WHAT TO DO: Rewrite these records with "OBJECT" in place of "TARGET" wherever it appears, keeping everything else unchanged. Leave the pictures out of your answer.

[Named object pointing records]
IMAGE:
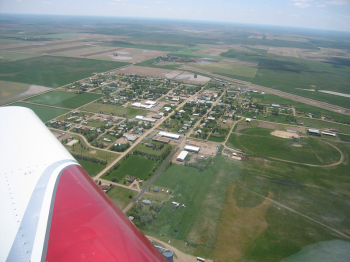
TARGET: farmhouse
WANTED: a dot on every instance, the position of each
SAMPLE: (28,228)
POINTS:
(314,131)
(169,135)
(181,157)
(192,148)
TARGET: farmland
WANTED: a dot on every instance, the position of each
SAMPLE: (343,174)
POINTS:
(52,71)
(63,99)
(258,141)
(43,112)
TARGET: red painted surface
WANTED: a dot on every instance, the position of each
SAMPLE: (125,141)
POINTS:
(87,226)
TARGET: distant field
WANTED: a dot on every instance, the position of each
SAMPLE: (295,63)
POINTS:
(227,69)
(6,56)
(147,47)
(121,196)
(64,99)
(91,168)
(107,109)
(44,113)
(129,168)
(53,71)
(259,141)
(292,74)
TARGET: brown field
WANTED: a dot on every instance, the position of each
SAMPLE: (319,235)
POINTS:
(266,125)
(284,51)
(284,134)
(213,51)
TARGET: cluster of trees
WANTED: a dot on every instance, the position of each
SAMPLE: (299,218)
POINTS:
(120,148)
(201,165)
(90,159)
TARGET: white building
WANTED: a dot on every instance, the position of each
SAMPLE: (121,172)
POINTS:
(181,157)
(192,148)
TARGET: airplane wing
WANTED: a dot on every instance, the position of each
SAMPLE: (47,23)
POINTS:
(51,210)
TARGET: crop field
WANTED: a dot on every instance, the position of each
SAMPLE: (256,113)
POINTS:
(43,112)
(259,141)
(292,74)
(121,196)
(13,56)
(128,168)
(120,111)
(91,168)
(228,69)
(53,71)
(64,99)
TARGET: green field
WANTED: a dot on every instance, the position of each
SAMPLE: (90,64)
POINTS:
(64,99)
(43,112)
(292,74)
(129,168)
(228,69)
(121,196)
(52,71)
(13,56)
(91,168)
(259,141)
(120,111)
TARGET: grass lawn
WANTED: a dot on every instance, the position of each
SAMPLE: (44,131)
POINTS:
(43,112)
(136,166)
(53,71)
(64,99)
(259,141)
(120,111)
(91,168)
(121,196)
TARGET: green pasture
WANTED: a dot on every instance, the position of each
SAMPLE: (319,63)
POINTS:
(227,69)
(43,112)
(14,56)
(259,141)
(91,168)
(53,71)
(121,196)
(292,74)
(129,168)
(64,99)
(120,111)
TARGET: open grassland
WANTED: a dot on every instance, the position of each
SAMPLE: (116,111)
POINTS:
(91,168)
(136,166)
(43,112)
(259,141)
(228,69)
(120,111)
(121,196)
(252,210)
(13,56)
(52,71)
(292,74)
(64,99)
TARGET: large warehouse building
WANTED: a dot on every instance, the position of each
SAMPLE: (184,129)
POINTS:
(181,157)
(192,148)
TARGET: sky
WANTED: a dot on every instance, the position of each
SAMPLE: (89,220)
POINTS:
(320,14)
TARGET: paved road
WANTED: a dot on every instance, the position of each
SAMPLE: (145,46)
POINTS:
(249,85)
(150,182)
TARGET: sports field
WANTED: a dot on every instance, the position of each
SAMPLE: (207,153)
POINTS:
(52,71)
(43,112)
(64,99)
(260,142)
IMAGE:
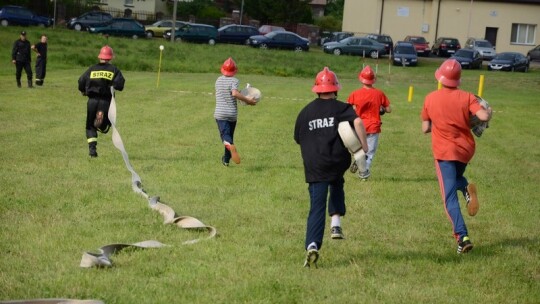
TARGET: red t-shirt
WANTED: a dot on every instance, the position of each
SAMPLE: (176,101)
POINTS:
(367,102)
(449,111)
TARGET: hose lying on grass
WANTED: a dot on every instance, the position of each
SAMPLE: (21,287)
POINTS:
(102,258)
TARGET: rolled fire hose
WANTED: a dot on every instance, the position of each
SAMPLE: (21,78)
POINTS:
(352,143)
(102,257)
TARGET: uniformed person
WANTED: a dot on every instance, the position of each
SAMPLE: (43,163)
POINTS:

REPLY TO THE EXERCISE:
IMAGE:
OBJECT: farmhouse
WANTED: a dot on every instance, the position of each
SAMPLE: (28,228)
POINTS:
(314,131)
(169,135)
(181,157)
(192,148)
OBJECT: farmland
WANTED: a dot on every instance, the position of each
SAMPLE: (343,174)
POINTS:
(52,71)
(63,99)
(258,141)
(43,112)
OBJECT: red painted surface
WANTED: a dot on every instance, the position of each
SAMPLE: (125,141)
POINTS:
(87,226)
OBJECT: distant field
WANTED: a dot on every instance, the position of each
SAMPLE: (295,63)
POINTS:
(227,69)
(6,56)
(147,47)
(121,196)
(64,99)
(91,168)
(107,109)
(44,113)
(129,168)
(53,71)
(259,141)
(292,74)
OBJECT: brown field
WANTED: a dot on every instance, the position of each
SAMPLE: (319,235)
POINTS:
(266,125)
(284,51)
(284,134)
(213,51)
OBJECT: cluster of trees
WANTED: a dot on every instance, the position of each
SAMPLE: (299,218)
POINTS:
(120,148)
(201,165)
(90,159)
OBJECT: white building
WANTED: a dot on every instance, the position of each
SAMPLE: (121,172)
POINTS:
(181,157)
(192,148)
OBJECT: airplane wing
WANTED: a dot on every instance, the position of each
SAMPLE: (47,23)
POINTS:
(51,210)
OBJECT: crop field
WANTED: a dot on every instance, the position of each
SAMPLE: (256,113)
POINTS:
(43,112)
(259,141)
(292,74)
(121,196)
(13,56)
(128,168)
(120,111)
(91,168)
(228,69)
(53,71)
(64,99)
OBJECT: green field
WANTED: a dot on every instance, the position of each
SAMPLE: (90,64)
POINTS:
(64,99)
(43,112)
(292,74)
(129,168)
(228,69)
(121,196)
(52,71)
(13,56)
(91,168)
(259,141)
(120,111)
OBJECT: grass lawn
WANTED: a dot on every instance, the position of each
SAMPLE: (44,131)
POINTS:
(43,112)
(136,166)
(53,71)
(64,99)
(259,141)
(120,111)
(91,168)
(121,196)
OBJECT: green pasture
WANTED: a dot on every instance, the position of each
SAMPLE: (319,63)
POINTS:
(227,69)
(43,112)
(14,56)
(259,141)
(91,168)
(53,71)
(121,196)
(292,74)
(129,168)
(64,99)
(120,111)
OBJECT: open grassland
WANTED: a dot on every instance, the position of each
SAMPLE: (116,111)
POINTS:
(91,168)
(136,166)
(43,112)
(259,141)
(228,69)
(120,111)
(121,196)
(252,210)
(13,56)
(52,71)
(292,74)
(64,99)
OBJECT: large warehouse building
WANTED: a dot on every instance, the position of each
SAMPLE: (184,129)
POINTS:
(181,157)
(192,148)
OBJECT: sky
WANTED: a dot on every instance, the position of each
SAMPLE: (89,220)
POINTS:
(320,14)
OBJECT: paved road
WANTED: a dot on every instance, the position of each
SAMPLE: (145,46)
POINTS:
(249,85)
(150,182)
OBJECT: sports field
WANTED: a dot on every instance, the position of each
SAMPLE: (207,153)
POINTS:
(52,71)
(43,112)
(64,99)
(260,142)
IMAGE:
OBJECT: red t-shirt
WANTED: a dot on every instance, the position of each
SAMPLE: (176,101)
POINTS:
(367,102)
(449,111)
OBJECT: hose lying on grass
WANTED: a dot on every instance, the position of each
SAMPLE: (21,287)
POINTS:
(102,258)
OBJECT: rolled fire hose
WANTED: a dot on every instance, the position of each
SAMPLE: (21,78)
POINTS:
(352,143)
(102,257)
OBJECT: uniformed person
WANTED: a dot on every instance, the position of each
SAMPLE: (43,163)
POINTS:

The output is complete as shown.